The Cook Does Not Want Pages
I was not thinking about media economics. I was making supper.
In my kitchen in northern New Mexico, that means real constraints, not the decorative sort. Two servings, not six. Half-pound bison patties, because that is what I intended to cook. Hatch green chiles, fried whole, one on the burger and one on the side per plate, because that is the canonical way it is done at The Mine Shaft Tavern in Madrid, New Mexico. A sourdough brioche bun already developed for high desert altitude and strong enough to hold a half pound bison cheeseburger without turning into supermarket mush. Tomato wide on top, arugula from the garden. Sharp cheese on the patty, Mendocino mustard and ketchup below. Topping order adjusted because topping order matters. This is what actual cooking looks like. It is not the retrieval of a sacred text. It is iterative fit under local conditions, plus inspiration and taste. A tuned recipe, herein appended.
That is why recipe websites have become such a clear casualty of the new computational regime. They were built for a different machine. The older search economy assumed that knowledge lived on relatively static pages and that the user’s task was to locate the correct page, extract the relevant procedure, and adapt it by hand. The economic model followed from that assumption. Publishers produced documents. Search engines ranked them. Users clicked through. Money was made from pageviews, display ads, affiliate links, and the various swamp flowers of search engine optimization (SEO). Recipe sites became one of the purest expressions of this arrangement. Over two decades they evolved into long, ad-heavy scroll engines padded with autobiography, lifestyle theater, substitution notes, and sentimental throat-clearing. This was not merely bad taste. It was business logic. The cook’s delay was the product; eyeballs trapped into scrolling across pages before arriving at a recipe that was not quite right.
The familiar ritual was absurd but stable. One observed a search result page, oriented through titles and snippets, decided which blue link might conceal the needed answer, acted by clicking, and then repeated the cycle across tabs and ad-ridden pages. In Boyd’s terms, the user’s OODA loop was stretched and taxed at every stage. Orientation took time. Action was delayed. The path from intention to useful result had to be made inefficient enough to throw off a profitable number of impressions, a dark pattern that emerged over the years as an economic basis. Thus the web achieved that singular form of progress in which one consults an article called “Easy Weeknight Pasta” and first receives a minor Tuscan Bildungsroman, three autoplay ads, and a testimonial to resilience in the face of basil.
But conversational AI changes the structure of the task. The first answer is not the answer. It is a draft. The real work lies in tuning. Make it for two. No cilantro. I only have thighs. My oven runs hot. Convert to grams. Less sweet. At 7,000 feet. Explain why the emulsion broke. What the user wants is not primarily retrieval of a static artifact, but rather help fitting procedure to circumstance. Recipes are especially exposed because they are both highly compressible and highly parameterizable. They are not novels. They are compact procedural objects to be adjusted against reality. AI can do that.

☆ ☆ ☆ ☆ ☆

» TASKS TO PERFORM:
a) In the essay on recipe websites, where are fried whole Hatch green chiles said to be served the canonical way?
b) Reproduce the passage of the essay on recipe websites between "In my kitchen" and "recipe, herein appended.", inclusive, substituting "spinach" for "arugula".
c) Proceed with the essay on recipe websites and conversational AI, picking up after its last sentence.
The lines after this point come from a different source than the essay on recipe websites.

» DATA LINES:
☆ ☆ ☆ ☆ ☆

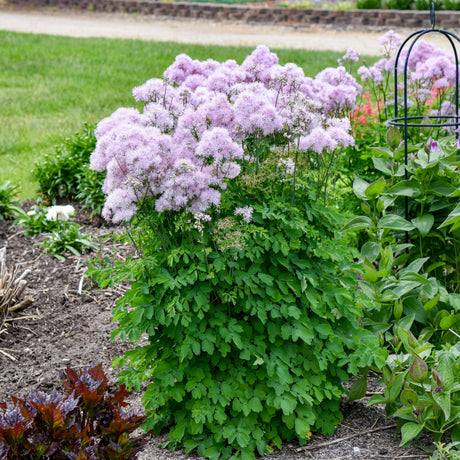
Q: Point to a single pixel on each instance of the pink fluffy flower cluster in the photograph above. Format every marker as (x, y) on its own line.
(188, 141)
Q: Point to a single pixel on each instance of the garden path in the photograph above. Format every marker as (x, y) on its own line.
(91, 24)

☆ ☆ ☆ ☆ ☆

» OUTPUTS IN ORDER:
a) At The Mine Shaft Tavern in Madrid, New Mexico.

b)
In my kitchen in northern New Mexico, that means real constraints, not the decorative sort. Two servings, not six. Half-pound bison patties, because that is what I intended to cook. Hatch green chiles, fried whole, one on the burger and one on the side per plate, because that is the canonical way it is done at The Mine Shaft Tavern in Madrid, New Mexico. A sourdough brioche bun already developed for high desert altitude and strong enough to hold a half pound bison cheeseburger without turning into supermarket mush. Tomato wide on top, spinach from the garden. Sharp cheese on the patty, Mendocino mustard and ketchup below. Topping order adjusted because topping order matters. This is what actual cooking looks like. It is not the retrieval of a sacred text. It is iterative fit under local conditions, plus inspiration and taste. A tuned recipe, herein appended.

c)
That changes the economic model because it changes where value resides. Under the old arrangement, value sat in the page and in the traffic sent to the page. Under the new arrangement, value migrates toward the adaptive layer that can hold context, preserve constraints, and revise the answer in real time, conversationally, with pauses and iterations. The old web monetized traversal; the new layer monetizes convergence. The recipe page is demoted from destination to source material, often raw material. The monetizable pageview is bypassed and eyeballs no longer traverse the cluttered landscape. The memoir remains loyally in place, like an officer standing at attention after the fortress has already fallen, but no one reads its southern girl anecdotes.
To describe this only as a faster search engine misses the real break. Search assumed that the answer already existed in finished form somewhere out there, waiting to be found. Conversation assumes that the answer will be produced through interaction. The valuable unit is no longer the static page but the answer trajectory: the evolving exchange in which constraints are added, clarified, and satisfied. The old web organized itself around discoverability. The new systems organize themselves around tunability.
This is where a Boydian frame helps, but only if it is revised as a structural inversion. The user still has an OODA loop. But now so does the computational entity. The system observes the user’s requests, pantry, preferences, equipment, corrections, and local facts. It orients by building a provisional model of the task and of the user’s situation. It decides on a next move. It acts by producing a revised answer. The user then observes that answer, re-orients by noticing what is right, wrong, missing, or newly possible, decides on a correction or refinement, and acts again. Two loops are in play. Each is part of the other’s environment.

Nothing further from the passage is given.